Provided data START

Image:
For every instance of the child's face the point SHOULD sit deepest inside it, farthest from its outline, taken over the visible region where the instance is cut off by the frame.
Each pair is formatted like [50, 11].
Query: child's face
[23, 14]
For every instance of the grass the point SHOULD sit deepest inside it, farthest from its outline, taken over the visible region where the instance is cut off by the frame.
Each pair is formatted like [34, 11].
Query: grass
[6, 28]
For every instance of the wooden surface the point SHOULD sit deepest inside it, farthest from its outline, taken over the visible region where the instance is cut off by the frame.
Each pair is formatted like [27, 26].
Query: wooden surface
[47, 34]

Provided data END
Provided data START

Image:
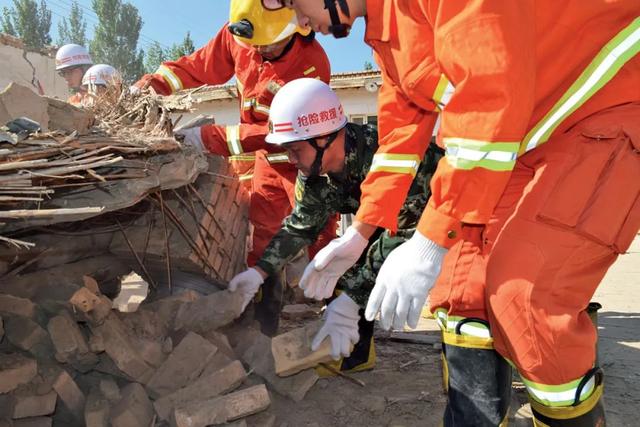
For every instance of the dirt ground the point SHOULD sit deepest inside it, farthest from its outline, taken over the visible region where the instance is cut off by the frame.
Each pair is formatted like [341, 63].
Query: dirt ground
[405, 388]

Provided data END

▶ [Exercise description]: Go through the records and pull out each line that includes the word "like".

▶ [Task solution]:
Each pair is formatted like [50, 11].
Each pair is formatted like [34, 11].
Each pair is formatted like [27, 26].
Each pair is formatted like [341, 63].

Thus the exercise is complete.